**Given instruction:**
Count the lines in the records below that contain the word "house", and reply with that number alone.
#### Material shown
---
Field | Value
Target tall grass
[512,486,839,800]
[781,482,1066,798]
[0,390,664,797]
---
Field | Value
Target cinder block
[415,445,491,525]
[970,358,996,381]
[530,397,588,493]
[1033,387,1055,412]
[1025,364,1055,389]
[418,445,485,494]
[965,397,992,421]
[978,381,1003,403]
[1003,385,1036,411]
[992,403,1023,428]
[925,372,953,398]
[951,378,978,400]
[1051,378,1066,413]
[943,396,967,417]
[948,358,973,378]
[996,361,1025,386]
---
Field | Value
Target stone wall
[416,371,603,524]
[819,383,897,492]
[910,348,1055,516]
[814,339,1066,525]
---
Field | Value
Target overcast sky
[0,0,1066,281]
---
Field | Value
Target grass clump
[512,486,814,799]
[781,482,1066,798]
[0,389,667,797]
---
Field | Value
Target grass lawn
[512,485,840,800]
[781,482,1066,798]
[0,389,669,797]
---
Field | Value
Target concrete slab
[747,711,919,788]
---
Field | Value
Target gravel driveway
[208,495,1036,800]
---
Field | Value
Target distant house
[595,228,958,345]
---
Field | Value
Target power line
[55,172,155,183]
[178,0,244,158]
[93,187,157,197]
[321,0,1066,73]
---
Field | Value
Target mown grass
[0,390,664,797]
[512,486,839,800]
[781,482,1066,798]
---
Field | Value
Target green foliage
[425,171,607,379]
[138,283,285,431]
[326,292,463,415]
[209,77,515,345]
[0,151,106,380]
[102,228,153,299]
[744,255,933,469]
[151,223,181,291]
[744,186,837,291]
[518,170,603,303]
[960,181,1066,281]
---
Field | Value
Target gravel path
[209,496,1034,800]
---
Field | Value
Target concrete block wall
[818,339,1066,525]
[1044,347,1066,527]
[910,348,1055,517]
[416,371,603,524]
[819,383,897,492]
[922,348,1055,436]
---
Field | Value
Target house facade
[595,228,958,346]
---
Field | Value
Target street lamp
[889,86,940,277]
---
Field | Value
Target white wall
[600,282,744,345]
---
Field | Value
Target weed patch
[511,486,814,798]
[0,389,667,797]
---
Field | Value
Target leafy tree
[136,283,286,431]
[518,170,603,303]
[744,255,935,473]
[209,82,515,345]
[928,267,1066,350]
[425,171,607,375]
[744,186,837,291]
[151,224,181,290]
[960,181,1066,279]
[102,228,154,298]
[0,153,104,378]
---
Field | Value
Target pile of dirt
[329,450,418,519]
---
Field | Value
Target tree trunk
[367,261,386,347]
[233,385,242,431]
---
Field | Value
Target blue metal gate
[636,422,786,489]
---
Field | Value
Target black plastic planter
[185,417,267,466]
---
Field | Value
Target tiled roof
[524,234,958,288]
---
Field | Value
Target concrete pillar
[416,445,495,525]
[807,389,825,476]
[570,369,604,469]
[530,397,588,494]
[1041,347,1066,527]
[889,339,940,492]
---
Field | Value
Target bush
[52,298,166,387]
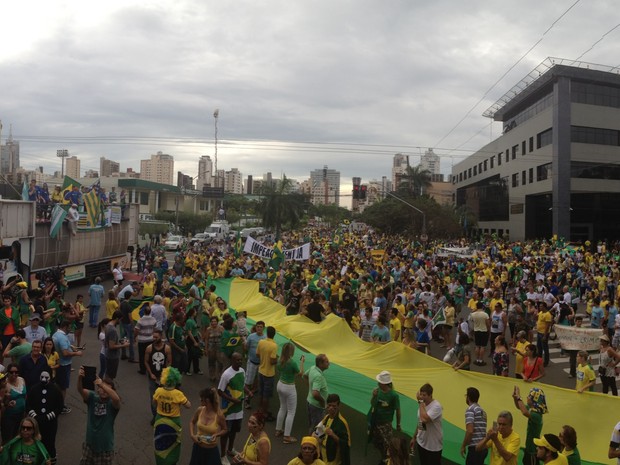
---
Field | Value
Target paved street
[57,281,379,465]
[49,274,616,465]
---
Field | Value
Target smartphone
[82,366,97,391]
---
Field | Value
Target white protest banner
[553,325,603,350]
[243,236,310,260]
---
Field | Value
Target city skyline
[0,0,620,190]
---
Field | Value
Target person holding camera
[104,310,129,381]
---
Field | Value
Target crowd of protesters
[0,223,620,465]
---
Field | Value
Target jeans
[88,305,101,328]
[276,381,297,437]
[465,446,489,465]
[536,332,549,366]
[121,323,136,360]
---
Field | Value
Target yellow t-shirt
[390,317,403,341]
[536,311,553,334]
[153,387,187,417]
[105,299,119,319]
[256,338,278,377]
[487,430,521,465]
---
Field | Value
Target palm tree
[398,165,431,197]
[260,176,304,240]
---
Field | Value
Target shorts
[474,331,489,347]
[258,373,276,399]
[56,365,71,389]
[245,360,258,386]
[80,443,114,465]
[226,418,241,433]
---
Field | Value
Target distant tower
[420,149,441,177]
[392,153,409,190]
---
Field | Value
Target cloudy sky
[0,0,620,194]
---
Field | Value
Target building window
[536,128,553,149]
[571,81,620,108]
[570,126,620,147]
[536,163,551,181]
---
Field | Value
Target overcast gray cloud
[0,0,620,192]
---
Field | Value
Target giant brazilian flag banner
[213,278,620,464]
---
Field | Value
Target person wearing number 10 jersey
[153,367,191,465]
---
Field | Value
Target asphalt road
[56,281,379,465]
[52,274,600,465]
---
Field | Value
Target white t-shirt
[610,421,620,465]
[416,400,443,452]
########
#### Material shown
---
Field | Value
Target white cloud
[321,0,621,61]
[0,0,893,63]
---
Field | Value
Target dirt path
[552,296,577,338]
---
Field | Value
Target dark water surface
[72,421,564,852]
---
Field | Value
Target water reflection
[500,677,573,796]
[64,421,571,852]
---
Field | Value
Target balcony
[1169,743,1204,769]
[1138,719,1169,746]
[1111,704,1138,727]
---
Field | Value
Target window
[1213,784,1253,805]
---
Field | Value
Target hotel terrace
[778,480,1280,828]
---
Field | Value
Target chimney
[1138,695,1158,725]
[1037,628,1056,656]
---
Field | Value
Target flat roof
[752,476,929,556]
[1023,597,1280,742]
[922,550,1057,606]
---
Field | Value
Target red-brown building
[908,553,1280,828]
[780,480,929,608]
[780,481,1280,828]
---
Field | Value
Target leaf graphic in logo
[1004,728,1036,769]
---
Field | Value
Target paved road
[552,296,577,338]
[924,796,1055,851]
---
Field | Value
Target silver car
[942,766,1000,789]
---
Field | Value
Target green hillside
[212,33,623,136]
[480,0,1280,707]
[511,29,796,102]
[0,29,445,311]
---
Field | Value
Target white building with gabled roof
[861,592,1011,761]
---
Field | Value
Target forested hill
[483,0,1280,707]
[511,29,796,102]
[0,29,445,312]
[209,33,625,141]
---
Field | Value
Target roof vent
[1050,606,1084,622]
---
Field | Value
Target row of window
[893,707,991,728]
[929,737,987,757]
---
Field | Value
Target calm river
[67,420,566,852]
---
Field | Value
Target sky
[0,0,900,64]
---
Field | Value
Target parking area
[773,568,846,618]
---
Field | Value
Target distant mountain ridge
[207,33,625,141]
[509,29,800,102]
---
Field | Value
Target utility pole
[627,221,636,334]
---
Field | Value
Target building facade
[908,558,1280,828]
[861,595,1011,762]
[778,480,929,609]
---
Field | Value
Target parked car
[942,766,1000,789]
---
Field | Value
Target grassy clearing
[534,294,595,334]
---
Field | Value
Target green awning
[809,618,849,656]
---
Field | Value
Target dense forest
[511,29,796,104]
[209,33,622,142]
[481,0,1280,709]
########
#### Material shown
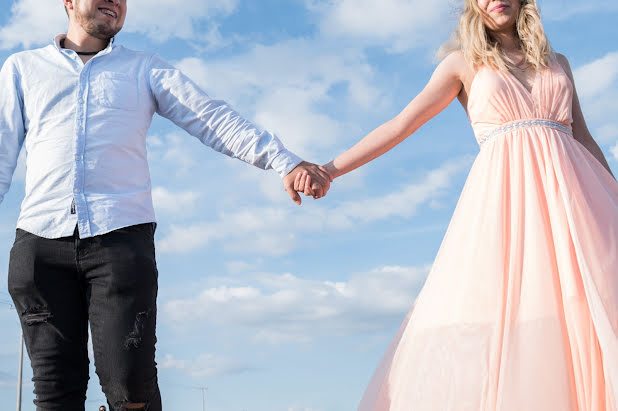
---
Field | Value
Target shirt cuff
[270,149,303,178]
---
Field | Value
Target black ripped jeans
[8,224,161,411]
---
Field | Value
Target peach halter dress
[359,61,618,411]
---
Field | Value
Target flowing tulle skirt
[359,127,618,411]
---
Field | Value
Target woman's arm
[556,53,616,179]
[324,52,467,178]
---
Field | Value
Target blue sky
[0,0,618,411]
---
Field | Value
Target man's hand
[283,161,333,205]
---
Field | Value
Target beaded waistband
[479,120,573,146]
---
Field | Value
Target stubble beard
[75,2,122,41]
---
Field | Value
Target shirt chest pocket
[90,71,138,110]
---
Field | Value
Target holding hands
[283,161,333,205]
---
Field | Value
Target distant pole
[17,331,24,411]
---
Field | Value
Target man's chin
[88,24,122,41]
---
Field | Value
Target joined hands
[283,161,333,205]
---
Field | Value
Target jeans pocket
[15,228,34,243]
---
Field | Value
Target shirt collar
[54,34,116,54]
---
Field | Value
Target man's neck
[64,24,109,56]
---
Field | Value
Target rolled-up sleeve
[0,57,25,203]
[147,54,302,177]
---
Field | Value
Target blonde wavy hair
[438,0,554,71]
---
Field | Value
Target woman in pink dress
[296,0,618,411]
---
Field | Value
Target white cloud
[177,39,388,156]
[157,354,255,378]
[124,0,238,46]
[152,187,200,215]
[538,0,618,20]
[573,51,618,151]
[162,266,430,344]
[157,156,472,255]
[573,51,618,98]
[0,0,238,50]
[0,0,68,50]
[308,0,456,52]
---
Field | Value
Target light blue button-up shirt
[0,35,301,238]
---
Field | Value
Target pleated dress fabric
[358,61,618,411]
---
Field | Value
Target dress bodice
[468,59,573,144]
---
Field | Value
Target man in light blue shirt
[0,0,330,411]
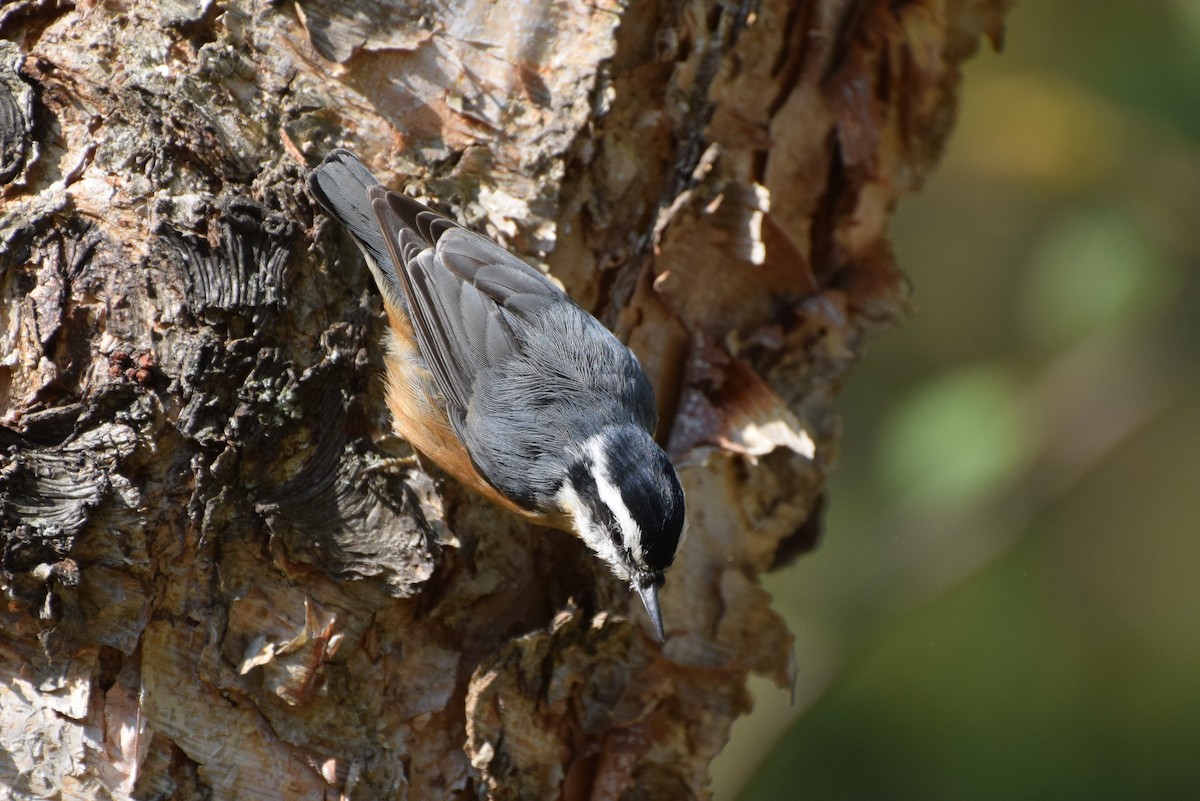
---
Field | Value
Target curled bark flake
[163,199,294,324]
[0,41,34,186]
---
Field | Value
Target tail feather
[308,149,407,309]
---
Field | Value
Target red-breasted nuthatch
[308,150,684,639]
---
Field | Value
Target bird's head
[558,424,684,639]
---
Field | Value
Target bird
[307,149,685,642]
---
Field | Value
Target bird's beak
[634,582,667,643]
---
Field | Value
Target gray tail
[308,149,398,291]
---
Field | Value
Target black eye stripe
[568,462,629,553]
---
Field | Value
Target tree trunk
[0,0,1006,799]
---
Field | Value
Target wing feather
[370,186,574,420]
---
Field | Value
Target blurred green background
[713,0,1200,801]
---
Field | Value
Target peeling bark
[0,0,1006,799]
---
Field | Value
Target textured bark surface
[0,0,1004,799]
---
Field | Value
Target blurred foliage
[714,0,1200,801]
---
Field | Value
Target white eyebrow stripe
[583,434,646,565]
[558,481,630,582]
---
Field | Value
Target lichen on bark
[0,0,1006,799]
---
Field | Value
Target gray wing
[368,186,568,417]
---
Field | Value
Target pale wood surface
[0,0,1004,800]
########
**Written solution:**
2